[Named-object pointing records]

[start]

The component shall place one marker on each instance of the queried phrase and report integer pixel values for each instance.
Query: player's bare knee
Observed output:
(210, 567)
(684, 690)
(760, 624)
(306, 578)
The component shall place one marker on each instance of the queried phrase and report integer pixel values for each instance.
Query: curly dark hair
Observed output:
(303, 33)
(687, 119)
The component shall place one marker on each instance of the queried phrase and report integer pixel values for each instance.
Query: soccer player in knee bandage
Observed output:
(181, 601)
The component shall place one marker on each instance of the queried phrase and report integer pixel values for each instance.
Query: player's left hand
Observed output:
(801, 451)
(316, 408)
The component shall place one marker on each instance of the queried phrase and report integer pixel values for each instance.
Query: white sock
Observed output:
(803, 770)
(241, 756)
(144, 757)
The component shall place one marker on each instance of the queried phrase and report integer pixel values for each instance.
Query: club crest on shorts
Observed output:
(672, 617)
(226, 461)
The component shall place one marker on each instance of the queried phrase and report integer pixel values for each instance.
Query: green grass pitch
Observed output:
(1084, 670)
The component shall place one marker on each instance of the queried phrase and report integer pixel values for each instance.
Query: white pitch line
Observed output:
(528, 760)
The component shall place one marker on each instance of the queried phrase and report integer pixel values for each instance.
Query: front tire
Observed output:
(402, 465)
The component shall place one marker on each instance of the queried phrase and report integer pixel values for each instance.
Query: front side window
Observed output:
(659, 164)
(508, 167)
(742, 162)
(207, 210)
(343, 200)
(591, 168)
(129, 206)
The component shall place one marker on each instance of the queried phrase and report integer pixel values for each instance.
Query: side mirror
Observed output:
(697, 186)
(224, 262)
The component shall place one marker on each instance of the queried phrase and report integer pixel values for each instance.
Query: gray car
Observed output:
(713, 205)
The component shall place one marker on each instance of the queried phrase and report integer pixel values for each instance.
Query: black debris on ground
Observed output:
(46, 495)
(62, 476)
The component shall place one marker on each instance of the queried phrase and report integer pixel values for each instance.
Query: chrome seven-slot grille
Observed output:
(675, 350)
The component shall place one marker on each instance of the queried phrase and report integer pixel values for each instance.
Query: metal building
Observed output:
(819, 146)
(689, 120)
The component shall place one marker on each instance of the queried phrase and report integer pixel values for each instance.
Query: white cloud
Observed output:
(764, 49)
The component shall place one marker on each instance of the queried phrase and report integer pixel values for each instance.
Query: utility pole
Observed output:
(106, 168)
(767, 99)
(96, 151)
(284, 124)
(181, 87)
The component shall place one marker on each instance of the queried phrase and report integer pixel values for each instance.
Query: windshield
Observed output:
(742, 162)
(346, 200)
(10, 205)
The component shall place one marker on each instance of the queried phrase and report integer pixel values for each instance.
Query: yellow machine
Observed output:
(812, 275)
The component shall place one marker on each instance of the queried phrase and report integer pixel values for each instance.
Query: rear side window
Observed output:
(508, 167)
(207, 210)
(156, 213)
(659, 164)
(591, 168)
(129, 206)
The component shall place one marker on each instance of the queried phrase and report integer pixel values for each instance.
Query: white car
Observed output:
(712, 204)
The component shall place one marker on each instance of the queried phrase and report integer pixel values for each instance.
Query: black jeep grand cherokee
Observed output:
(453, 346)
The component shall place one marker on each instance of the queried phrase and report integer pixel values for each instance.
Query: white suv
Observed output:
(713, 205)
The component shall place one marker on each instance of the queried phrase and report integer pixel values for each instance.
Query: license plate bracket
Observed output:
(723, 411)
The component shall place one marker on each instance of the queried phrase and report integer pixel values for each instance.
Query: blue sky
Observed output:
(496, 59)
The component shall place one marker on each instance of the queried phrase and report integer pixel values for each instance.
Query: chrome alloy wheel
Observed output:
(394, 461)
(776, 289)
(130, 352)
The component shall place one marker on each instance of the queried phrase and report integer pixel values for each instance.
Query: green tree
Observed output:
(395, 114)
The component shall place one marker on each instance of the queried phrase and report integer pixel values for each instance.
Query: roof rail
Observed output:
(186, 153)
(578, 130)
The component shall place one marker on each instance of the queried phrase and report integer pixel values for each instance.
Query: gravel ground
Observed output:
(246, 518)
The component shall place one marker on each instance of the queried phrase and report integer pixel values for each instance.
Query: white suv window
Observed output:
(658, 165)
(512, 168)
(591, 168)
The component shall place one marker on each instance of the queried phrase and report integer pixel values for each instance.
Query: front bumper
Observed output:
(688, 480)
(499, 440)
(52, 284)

[end]

- GIVEN INSTRUCTION: The entries above must be returned exactly.

- COMPLETE ANSWER:
The component shall place one marker on each instance of the queried phrase and report integer pixel values for each instance.
Query: player's bare knee
Observed output:
(210, 567)
(684, 690)
(760, 624)
(306, 578)
The component shall place one marker on each instance of the queried phrase and report integer pixel values for each instance.
Query: curly dark hair
Observed output:
(303, 33)
(687, 119)
The component shall place one marker on each instance of the queried phrase and report integer pixel values for each instance.
Query: soccer player in knee bandage
Observed output:
(181, 601)
The component shall place one marker on each instance of the queried phrase and report integer pixel values for each instance.
Query: player's left hand
Observed output:
(801, 451)
(316, 408)
The component shall place one marker on each instance of the queried phrase and report integer pixel values for each instance.
Query: white sock
Observed output:
(803, 770)
(241, 756)
(144, 757)
The component shall place one marker on each instance of the queried phrase and report integer pixel values for each instance.
Query: club crest on shorts
Observed output:
(672, 617)
(226, 461)
The component shall place one marker on each instance of the queried phrase and report integer pixel values for each instance.
Query: green grass pitch
Observed output:
(1084, 670)
The component shall place one marker on each instance of the queried phrase and report integer pixel values for each instance.
Query: white pitch line
Observed output:
(528, 760)
The component shall place one marker on each instance of the queried phrase and report integer pixel values for each instance.
Query: front tire
Observed output:
(402, 465)
The component shall place one marker on each instance of the queried phrase and report integer pixel values for each instance.
Query: front side window
Observed output:
(659, 164)
(508, 167)
(742, 162)
(207, 210)
(343, 200)
(591, 168)
(129, 206)
The component shall place one marker on each instance of the queried phrase and report integer pixel values for each instance.
Query: side mirror
Observed output:
(697, 186)
(224, 262)
The component shall place one marker on each instance of the queried phrase and report integer pixel values for each instance.
Query: gray car
Observed output:
(713, 205)
The component shall place one marker on each instance of the queried phrase and report integer pixel values for each instance.
Query: black debris on ground
Observed output:
(46, 495)
(62, 476)
The component shall place one marker on each instance of the queried phrase and report integer pixel values for each instance.
Query: chrome seven-slot grille
Observed output:
(675, 350)
The component shall place one marker on each instance of the queried phrase and report integer pixel values for each instance.
Query: metal building
Observed output:
(819, 146)
(689, 120)
The component shall place one marker on each instance of the queried phrase and report integer pixel values for each instance.
Query: white cloud
Observed output:
(764, 49)
The component shall place one marker on each instance of the queried phrase and report integer pixel values for each instance.
Query: utility pole
Observed output:
(106, 168)
(767, 99)
(96, 151)
(284, 124)
(181, 87)
The component shall place one marker on each instance of the queried phrase and report integer pixel values for each instance.
Query: windshield
Observed output:
(742, 162)
(346, 200)
(10, 205)
The component shall place one marker on each instance of the queried phrase and report integer pixel values for each instance.
Query: yellow machine
Observed output:
(812, 275)
The component shall place one marker on each instance of the queried phrase and report integer pixel values for each instance.
Query: rear side window
Observed output:
(508, 167)
(207, 210)
(156, 213)
(659, 164)
(591, 168)
(129, 206)
The component shall place one marker on each instance of the queried phrase and report integer pixel values for each instance.
Query: white car
Observed output:
(712, 204)
The component shall place one marker on each instance of the queried phrase and report integer pixel values for each instance.
Query: black jeep grand cherokee
Observed output:
(453, 346)
The component shall place one marker on each instance of the queried phrase and report integer pixel values for each instance.
Query: white suv
Observed output:
(713, 205)
The component shall place one marker on each instance of the queried phrase and report integer pixel values for each instance.
Query: license plate bracket
Observed output:
(723, 411)
The component shall place one marker on each instance of the queried phrase and report integer pixel values for each instance.
Query: blue sky
Observed output:
(496, 59)
The component shall place one marker on each instance of the queried phrase and report integer pixel values for each instance.
Query: chrome alloy wheel
Observed output:
(394, 461)
(776, 289)
(130, 352)
The component shall place one marker on each instance of the queried phrase and report integer pixel values for each instance.
Query: green tree
Observed output:
(395, 114)
The component shall place one marker on each instance of the queried phrase and report integer pixel values for each instance.
Query: roof rail
Observed output:
(186, 153)
(578, 130)
The component shall place one marker on each instance of the queried phrase and report integer pixel values for each instance.
Query: gravel ground
Observed output:
(246, 518)
The component shall place one marker on each instance of the queried phrase and report integer pixel values for each instance.
Query: white suv window
Observed output:
(658, 165)
(512, 168)
(591, 168)
The component shall place one marker on each instance of the queried phrase and report integer pixel values for each instance.
Query: front bumper
Observed output:
(688, 480)
(499, 440)
(52, 284)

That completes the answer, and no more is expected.